___ Supplied entries ___

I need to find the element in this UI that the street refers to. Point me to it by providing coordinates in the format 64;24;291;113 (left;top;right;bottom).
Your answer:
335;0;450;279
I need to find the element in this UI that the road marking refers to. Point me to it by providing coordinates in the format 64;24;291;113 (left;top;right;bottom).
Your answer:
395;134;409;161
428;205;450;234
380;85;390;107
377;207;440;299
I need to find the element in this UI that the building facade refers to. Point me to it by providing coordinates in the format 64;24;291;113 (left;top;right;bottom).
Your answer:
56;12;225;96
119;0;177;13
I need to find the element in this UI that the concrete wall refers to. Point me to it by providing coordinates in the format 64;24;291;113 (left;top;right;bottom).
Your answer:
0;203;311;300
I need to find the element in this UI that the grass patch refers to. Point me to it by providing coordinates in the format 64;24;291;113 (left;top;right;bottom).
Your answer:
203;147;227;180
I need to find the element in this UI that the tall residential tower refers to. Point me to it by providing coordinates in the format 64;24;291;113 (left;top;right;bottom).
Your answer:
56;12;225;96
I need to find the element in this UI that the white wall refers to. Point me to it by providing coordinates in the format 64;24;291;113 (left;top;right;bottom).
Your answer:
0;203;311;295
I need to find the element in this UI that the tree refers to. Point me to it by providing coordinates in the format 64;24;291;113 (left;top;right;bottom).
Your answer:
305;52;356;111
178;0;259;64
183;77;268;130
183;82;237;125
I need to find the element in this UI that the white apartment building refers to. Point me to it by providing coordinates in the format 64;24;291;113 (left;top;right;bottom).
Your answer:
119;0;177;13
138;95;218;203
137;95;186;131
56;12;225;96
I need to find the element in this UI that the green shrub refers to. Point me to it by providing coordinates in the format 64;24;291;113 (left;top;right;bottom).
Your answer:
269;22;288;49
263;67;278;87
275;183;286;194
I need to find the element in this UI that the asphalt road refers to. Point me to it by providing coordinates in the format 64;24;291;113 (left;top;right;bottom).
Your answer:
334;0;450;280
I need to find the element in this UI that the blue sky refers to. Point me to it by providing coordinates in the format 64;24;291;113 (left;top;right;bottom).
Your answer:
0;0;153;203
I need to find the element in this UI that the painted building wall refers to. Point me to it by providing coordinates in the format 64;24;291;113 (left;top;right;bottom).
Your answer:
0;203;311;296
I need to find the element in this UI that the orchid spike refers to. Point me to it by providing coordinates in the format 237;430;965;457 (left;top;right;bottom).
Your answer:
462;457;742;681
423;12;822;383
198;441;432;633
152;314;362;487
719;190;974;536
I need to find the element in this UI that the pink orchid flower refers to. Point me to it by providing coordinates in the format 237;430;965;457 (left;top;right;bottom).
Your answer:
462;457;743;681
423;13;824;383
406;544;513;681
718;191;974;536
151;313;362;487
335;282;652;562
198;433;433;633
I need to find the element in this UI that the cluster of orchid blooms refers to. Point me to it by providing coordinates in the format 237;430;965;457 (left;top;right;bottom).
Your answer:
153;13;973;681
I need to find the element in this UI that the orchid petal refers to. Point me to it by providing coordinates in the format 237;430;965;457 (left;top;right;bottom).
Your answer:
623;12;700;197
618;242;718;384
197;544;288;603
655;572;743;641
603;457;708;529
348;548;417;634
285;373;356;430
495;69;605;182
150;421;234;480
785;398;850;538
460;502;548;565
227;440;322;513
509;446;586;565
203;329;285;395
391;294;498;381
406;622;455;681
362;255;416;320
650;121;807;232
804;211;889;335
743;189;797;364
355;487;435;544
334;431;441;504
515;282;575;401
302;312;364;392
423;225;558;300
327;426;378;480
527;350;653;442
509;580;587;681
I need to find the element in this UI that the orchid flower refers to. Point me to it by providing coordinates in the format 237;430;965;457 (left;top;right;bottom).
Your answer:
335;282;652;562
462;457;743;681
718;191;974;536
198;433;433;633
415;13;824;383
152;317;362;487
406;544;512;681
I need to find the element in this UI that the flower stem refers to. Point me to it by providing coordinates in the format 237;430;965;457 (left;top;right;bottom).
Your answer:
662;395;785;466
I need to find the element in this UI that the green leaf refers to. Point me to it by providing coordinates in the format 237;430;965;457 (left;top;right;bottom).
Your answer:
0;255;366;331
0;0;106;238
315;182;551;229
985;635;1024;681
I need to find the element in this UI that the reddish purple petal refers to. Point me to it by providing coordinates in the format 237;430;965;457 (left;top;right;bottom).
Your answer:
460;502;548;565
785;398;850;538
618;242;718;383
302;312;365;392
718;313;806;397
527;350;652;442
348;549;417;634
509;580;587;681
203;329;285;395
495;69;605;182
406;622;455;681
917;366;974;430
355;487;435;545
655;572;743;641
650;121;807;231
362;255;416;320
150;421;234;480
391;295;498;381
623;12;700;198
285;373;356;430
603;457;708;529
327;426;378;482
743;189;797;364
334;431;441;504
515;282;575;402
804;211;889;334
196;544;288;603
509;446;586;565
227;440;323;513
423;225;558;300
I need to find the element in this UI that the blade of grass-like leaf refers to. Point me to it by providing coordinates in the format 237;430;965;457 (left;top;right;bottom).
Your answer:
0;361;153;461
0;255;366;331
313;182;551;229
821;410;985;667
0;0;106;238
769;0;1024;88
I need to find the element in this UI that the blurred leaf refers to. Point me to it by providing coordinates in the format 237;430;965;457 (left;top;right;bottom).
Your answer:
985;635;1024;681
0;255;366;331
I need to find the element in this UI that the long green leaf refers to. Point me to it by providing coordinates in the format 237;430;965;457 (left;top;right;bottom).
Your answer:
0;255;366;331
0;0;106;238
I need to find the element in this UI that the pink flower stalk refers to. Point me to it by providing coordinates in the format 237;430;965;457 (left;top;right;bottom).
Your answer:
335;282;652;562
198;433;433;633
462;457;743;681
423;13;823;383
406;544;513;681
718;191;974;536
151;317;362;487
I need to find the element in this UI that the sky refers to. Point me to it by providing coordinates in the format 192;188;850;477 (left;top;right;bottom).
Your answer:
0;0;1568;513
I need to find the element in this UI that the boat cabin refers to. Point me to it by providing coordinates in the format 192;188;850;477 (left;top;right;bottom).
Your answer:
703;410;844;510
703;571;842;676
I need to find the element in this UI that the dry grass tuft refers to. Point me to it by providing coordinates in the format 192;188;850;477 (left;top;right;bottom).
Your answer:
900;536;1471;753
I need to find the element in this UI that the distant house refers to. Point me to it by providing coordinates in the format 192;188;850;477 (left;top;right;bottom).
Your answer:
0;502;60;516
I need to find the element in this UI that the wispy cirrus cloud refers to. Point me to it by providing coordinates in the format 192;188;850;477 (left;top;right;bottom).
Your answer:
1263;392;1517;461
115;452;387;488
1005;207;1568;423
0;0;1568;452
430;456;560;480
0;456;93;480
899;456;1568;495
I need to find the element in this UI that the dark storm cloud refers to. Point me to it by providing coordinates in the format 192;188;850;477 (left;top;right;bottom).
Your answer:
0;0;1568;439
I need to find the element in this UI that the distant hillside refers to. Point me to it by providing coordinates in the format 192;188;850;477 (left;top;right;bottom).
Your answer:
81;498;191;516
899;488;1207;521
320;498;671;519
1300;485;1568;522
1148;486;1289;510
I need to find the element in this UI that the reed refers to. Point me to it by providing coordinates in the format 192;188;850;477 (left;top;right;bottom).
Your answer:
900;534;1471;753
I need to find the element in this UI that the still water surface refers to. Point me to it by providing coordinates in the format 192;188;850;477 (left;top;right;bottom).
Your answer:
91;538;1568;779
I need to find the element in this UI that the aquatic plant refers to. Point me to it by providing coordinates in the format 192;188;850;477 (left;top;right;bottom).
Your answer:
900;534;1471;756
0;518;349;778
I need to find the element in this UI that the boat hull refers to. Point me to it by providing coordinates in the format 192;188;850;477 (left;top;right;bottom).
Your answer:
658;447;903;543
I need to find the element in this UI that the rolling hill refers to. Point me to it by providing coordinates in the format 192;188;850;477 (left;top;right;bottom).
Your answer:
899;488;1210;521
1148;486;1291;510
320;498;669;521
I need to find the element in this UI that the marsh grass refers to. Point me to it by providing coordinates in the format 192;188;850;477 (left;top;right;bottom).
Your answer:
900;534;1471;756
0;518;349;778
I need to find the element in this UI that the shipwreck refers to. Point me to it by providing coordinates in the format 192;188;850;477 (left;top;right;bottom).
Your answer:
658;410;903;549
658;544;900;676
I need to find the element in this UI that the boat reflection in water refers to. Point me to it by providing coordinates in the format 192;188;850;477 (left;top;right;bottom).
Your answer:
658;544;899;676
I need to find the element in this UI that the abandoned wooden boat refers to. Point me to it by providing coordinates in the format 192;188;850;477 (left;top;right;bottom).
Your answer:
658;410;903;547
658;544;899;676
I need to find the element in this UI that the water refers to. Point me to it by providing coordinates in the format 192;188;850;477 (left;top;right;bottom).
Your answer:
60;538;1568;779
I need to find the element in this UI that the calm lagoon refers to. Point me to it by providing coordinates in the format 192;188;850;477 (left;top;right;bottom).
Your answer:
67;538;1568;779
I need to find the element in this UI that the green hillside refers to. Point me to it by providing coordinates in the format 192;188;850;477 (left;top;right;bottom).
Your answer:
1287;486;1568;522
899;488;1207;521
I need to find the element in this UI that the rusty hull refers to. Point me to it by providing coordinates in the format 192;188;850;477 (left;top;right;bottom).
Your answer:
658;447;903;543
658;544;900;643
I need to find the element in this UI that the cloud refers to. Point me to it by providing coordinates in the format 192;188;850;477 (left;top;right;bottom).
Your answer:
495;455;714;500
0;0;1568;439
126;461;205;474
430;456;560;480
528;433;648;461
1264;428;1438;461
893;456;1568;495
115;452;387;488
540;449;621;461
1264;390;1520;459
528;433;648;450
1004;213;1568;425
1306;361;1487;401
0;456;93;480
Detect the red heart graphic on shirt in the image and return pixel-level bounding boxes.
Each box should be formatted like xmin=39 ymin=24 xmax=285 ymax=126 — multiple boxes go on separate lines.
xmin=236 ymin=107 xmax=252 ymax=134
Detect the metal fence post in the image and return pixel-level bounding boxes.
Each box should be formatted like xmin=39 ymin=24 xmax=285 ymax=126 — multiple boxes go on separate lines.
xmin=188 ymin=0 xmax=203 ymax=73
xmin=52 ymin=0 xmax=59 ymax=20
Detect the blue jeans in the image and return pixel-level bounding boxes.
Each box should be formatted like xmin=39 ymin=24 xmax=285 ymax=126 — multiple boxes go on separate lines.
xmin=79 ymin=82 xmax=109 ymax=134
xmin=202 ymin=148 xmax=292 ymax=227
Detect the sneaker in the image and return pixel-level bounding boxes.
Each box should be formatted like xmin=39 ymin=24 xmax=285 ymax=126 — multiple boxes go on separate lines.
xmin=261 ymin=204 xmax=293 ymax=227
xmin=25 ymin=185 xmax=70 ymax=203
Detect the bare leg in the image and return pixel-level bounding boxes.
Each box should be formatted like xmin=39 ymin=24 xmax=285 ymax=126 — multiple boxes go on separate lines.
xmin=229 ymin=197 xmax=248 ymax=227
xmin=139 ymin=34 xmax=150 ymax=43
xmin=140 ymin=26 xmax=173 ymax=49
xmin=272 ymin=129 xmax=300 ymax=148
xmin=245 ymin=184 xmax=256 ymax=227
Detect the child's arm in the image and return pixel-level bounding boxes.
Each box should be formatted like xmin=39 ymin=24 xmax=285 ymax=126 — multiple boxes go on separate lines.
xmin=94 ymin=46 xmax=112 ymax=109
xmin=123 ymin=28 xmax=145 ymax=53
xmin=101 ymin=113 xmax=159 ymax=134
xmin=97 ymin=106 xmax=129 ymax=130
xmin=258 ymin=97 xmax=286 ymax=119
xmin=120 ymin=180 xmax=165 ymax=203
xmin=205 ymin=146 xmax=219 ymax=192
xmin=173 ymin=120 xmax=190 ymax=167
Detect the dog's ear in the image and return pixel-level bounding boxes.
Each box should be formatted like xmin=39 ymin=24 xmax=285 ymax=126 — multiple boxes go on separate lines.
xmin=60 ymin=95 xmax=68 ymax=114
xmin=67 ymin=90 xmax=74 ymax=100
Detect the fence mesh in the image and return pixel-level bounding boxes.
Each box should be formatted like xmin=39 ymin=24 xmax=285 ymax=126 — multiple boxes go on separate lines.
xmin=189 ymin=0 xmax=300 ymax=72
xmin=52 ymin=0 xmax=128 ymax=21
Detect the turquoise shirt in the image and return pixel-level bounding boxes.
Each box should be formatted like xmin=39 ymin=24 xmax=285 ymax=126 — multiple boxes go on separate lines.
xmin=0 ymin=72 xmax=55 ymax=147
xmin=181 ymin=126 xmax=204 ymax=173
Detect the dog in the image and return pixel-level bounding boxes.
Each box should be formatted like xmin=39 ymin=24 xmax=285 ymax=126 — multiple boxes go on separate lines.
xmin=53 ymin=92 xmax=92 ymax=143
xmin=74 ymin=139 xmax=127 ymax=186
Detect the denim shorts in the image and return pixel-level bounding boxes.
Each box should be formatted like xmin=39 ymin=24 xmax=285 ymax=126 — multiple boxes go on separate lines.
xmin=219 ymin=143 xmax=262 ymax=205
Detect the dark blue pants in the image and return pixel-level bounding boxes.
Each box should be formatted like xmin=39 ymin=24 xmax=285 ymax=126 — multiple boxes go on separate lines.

___

**Exercise goal**
Please repeat the data above word for word, starting at the line that contains "Detect the red" and ending at the line that contains "xmin=202 ymin=148 xmax=292 ymax=227", with both of those lines included.

**Solution for this task**
Detect the red heart graphic on shirt in the image and return pixel-level bounding boxes.
Each box should be formatted like xmin=39 ymin=24 xmax=285 ymax=126 — multiple boxes go on separate lines.
xmin=236 ymin=107 xmax=252 ymax=134
Detect the metal fence post in the image and return pixel-level bounding boxes.
Each box should be formatted like xmin=39 ymin=24 xmax=285 ymax=126 — multiple boxes go on separate lines.
xmin=188 ymin=0 xmax=203 ymax=73
xmin=52 ymin=0 xmax=59 ymax=20
Detect the blue jeans in the image and return pixel-level bounding boxes.
Each box should be formatted like xmin=39 ymin=24 xmax=285 ymax=126 — multiple boxes go on separate lines.
xmin=79 ymin=82 xmax=109 ymax=134
xmin=202 ymin=148 xmax=292 ymax=227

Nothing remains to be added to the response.